[START AVAILABLE RECORDS]

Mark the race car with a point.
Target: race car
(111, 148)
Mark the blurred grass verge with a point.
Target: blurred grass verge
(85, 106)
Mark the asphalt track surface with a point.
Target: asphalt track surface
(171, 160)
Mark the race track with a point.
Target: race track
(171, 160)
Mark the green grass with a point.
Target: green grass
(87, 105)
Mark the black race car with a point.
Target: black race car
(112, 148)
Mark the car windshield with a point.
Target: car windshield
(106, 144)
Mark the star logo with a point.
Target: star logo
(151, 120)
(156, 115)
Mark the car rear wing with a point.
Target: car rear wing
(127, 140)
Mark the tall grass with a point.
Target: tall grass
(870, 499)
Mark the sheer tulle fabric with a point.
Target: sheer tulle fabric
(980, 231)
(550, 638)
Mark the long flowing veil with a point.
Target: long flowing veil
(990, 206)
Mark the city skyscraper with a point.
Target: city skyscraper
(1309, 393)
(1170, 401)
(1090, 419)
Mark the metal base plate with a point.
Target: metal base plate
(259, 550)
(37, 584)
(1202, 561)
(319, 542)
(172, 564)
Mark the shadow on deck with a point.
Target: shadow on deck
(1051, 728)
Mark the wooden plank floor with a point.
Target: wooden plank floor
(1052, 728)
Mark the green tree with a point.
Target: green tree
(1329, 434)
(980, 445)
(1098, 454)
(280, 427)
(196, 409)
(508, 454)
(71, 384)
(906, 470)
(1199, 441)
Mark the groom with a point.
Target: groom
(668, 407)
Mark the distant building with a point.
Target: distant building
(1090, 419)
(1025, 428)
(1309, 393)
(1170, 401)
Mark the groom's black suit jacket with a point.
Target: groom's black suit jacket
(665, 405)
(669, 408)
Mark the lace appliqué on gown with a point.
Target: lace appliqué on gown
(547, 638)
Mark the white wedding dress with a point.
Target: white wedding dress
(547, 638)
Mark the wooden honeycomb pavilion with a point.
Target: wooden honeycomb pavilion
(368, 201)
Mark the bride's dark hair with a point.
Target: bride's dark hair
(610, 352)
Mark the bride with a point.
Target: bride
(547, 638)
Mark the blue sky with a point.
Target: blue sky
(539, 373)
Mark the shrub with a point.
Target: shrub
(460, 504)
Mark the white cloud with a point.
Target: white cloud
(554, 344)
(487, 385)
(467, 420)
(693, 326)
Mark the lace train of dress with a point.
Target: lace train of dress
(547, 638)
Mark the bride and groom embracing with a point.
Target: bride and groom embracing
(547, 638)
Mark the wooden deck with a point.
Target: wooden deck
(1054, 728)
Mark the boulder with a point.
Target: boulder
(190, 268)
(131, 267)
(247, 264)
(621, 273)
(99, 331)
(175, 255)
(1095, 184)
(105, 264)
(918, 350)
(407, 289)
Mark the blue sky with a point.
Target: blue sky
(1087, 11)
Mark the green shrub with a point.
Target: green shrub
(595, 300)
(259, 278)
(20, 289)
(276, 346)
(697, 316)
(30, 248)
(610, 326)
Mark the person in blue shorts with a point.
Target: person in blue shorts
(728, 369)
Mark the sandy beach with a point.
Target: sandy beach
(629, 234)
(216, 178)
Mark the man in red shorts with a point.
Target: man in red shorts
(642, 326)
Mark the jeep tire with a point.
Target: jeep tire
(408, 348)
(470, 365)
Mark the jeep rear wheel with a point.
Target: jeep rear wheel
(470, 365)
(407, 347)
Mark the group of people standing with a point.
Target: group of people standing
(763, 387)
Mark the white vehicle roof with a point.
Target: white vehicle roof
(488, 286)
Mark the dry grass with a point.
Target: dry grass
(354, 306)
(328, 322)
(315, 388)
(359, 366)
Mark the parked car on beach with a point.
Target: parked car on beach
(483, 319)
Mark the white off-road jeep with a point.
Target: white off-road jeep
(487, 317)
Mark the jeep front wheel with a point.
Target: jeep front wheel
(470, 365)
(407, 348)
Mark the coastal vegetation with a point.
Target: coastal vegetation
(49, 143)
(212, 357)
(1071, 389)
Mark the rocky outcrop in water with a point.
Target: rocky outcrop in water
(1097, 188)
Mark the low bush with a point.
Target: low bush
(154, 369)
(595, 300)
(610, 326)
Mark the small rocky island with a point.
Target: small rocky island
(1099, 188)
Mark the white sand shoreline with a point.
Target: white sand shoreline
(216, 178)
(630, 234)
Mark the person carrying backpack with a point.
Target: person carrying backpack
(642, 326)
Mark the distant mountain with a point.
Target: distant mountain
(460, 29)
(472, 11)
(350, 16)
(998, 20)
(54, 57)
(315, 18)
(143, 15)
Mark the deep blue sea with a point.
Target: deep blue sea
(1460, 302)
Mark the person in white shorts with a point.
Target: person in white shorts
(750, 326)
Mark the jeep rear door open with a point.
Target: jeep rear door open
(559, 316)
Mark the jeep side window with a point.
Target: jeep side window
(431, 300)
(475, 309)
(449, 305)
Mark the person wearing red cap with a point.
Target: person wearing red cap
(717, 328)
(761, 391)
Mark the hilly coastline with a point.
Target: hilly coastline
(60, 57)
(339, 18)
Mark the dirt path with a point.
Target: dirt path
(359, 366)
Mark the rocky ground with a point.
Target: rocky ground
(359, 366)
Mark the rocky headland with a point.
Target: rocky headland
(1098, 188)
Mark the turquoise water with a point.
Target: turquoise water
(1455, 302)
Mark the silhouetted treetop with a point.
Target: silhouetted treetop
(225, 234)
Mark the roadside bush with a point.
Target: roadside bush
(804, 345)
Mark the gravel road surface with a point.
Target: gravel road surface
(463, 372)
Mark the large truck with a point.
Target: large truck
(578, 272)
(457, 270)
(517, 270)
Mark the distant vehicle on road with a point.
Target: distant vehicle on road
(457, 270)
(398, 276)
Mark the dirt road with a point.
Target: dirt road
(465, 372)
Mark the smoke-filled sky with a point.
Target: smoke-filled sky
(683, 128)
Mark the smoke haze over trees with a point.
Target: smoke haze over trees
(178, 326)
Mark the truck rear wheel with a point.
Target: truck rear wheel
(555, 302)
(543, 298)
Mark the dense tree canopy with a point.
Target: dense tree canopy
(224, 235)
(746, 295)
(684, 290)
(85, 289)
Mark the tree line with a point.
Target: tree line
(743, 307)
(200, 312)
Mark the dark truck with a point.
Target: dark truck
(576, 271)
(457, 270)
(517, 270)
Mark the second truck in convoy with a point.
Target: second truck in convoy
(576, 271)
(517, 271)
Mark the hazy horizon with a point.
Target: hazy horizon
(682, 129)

[END AVAILABLE RECORDS]

> **WHAT TO WORK ON**: Repeat the data verbatim.

> **SOLUTION TO THE EXERCISE**:
Mark the race car with a point.
Target: race car
(111, 148)
Mark the blurred grass verge with a point.
Target: blurred grass verge
(85, 106)
Mark the asphalt track surface with a point.
Target: asphalt track surface
(171, 160)
Mark the race track with a point.
Target: race track
(171, 160)
Mark the green grass with a point.
Target: green grass
(87, 105)
Mark the black race car with a point.
Target: black race car
(112, 148)
Mark the car windshield with a point.
Target: car windshield
(106, 144)
Mark the star logo with a point.
Target: star logo
(151, 120)
(156, 115)
Mark the car rear wing with a point.
Target: car rear wing
(127, 140)
Mark the tall grass with a point.
Target: tall grass
(870, 499)
Mark the sheer tulle fabric with a point.
Target: sheer tulle fabric
(980, 231)
(550, 638)
Mark the long flowing veil with a point.
Target: long flowing veil
(990, 206)
Mark the city skyscraper with a point.
Target: city skyscraper
(1309, 393)
(1170, 401)
(1090, 419)
Mark the metal base plate with a point.
Target: metal base plate
(259, 550)
(37, 584)
(1202, 561)
(319, 542)
(172, 564)
Mark the shadow on deck with a point.
Target: shadow on deck
(1051, 728)
Mark the wooden plank floor with a point.
Target: wooden plank floor
(1052, 728)
Mark the green tree with a point.
Target: green tree
(1329, 434)
(980, 445)
(1098, 454)
(280, 427)
(196, 409)
(508, 454)
(71, 384)
(906, 470)
(1199, 441)
Mark the groom with a point.
Target: groom
(668, 407)
Mark the distant building with a point.
Target: distant building
(1090, 419)
(1025, 428)
(1309, 393)
(1170, 401)
Mark the groom's black suit jacket with a point.
Target: groom's black suit jacket
(665, 405)
(669, 408)
Mark the lace appliqué on gown with a point.
Target: lace appliqué on gown
(547, 638)
Mark the white wedding dress with a point.
Target: white wedding dress
(547, 638)
Mark the wooden honeycomb pavilion with a point.
Target: wooden honeycomb pavilion
(368, 201)
Mark the bride's dark hair with a point.
Target: bride's dark hair
(610, 352)
Mark the bride with a point.
Target: bride
(547, 638)
Mark the blue sky with a point.
Target: blue sky
(539, 373)
Mark the shrub with a point.
Target: shrub
(460, 504)
Mark the white cloud with a point.
Target: white cloud
(554, 344)
(487, 385)
(467, 420)
(693, 326)
Mark the lace train of dress with a point.
Target: lace train of dress
(547, 638)
Mark the bride and groom embracing with a point.
Target: bride and groom embracing
(547, 638)
Mark the wooden deck with a point.
Target: wooden deck
(1054, 728)
Mark the boulder with a point.
Target: boulder
(190, 268)
(131, 267)
(247, 264)
(621, 273)
(99, 331)
(175, 255)
(1095, 184)
(105, 264)
(918, 350)
(407, 289)
Mark the blue sky with a point.
Target: blue sky
(1087, 11)
Mark the green shrub with a point.
Target: green shrub
(595, 300)
(259, 278)
(20, 289)
(276, 346)
(697, 316)
(30, 248)
(610, 326)
Mark the person in blue shorts with a point.
Target: person in blue shorts
(728, 369)
Mark the sandy beach with a point.
Target: sandy beach
(629, 234)
(216, 178)
Mark the man in red shorts with a point.
Target: man in red shorts
(642, 326)
Mark the jeep tire with a point.
Target: jeep tire
(408, 348)
(470, 365)
Mark the jeep rear wheel with a point.
Target: jeep rear wheel
(470, 365)
(407, 347)
Mark the group of people standing with a point.
Target: group of people standing
(763, 387)
Mark the white vehicle roof with a point.
Target: white vehicle roof
(488, 286)
Mark the dry grass with a point.
Target: dry grass
(354, 306)
(328, 322)
(315, 388)
(359, 366)
Mark the parked car on beach with a point.
Target: parked car on beach
(483, 319)
Mark the white off-road jeep with a point.
Target: white off-road jeep
(487, 317)
Mark the jeep front wheel with a point.
Target: jeep front wheel
(470, 365)
(407, 348)
Mark the coastal vegetation with a point.
Target: coastal vegetation
(49, 143)
(212, 357)
(1071, 389)
Mark the rocky outcrop in water with a point.
Target: rocky outcrop in water
(1097, 188)
Mark the low bush with a point.
Target: low bush
(154, 369)
(595, 300)
(610, 326)
Mark the small rocky island with a point.
Target: small rocky island
(1099, 188)
Mark the white sand shoreline with a point.
Target: white sand shoreline
(216, 178)
(630, 234)
Mark the person carrying backpack with a point.
Target: person carrying backpack
(642, 326)
Mark the distant mountain with a point.
Target: distant mountain
(460, 29)
(472, 11)
(350, 16)
(998, 20)
(54, 57)
(315, 18)
(143, 15)
Mark the deep blue sea with a point.
Target: deep blue sea
(1460, 302)
Mark the person in white shorts with a point.
Target: person in white shorts
(750, 326)
Mark the jeep rear door open with a point.
Target: jeep rear door open
(559, 316)
Mark the jeep side window with a point.
Target: jeep side window
(431, 300)
(475, 309)
(449, 305)
Mark the person wearing red cap with a point.
Target: person wearing red cap
(717, 328)
(761, 391)
Mark the hilly coastline with a point.
Target: hilly coastline
(60, 57)
(339, 18)
Mark the dirt path with a point.
Target: dirt path
(359, 366)
Mark the rocky ground with a point.
Target: rocky ground
(359, 366)
Mark the rocky headland with a point.
Target: rocky headland
(1098, 188)
Mark the turquoise water with a point.
Target: turquoise water
(1455, 302)
Mark the silhouetted treetop with a point.
Target: silhouetted treetop
(225, 234)
Mark the roadside bush with a point.
Target: roadside bush
(804, 345)
Mark the gravel road surface with a point.
Target: gravel road surface
(463, 372)
Mark the large truck with a point.
Target: large truck
(578, 272)
(457, 270)
(517, 270)
Mark the distant vehicle on road with a point.
Target: distant vehicle on road
(457, 270)
(398, 276)
Mark the dirt road with a point.
Target: dirt road
(465, 372)
Mark the smoke-filled sky with a point.
Target: smoke-filled sky
(683, 128)
Mark the smoke haze over trees with a point.
Target: smoke haze over trees
(178, 326)
Mark the truck rear wheel with a point.
Target: truck rear wheel
(555, 302)
(543, 298)
Mark the dense tree canopy with a point.
Target: dense tree canopy
(224, 235)
(746, 295)
(684, 290)
(85, 289)
Mark the tree line with a point.
Target: tree line
(743, 307)
(200, 312)
Mark the dark truck with a point.
Target: dark truck
(576, 271)
(457, 270)
(517, 270)
Mark the second truck in convoy with a point.
Target: second truck in convoy
(576, 271)
(517, 271)
Mark the hazy horizon with a point.
Target: hazy horizon
(682, 129)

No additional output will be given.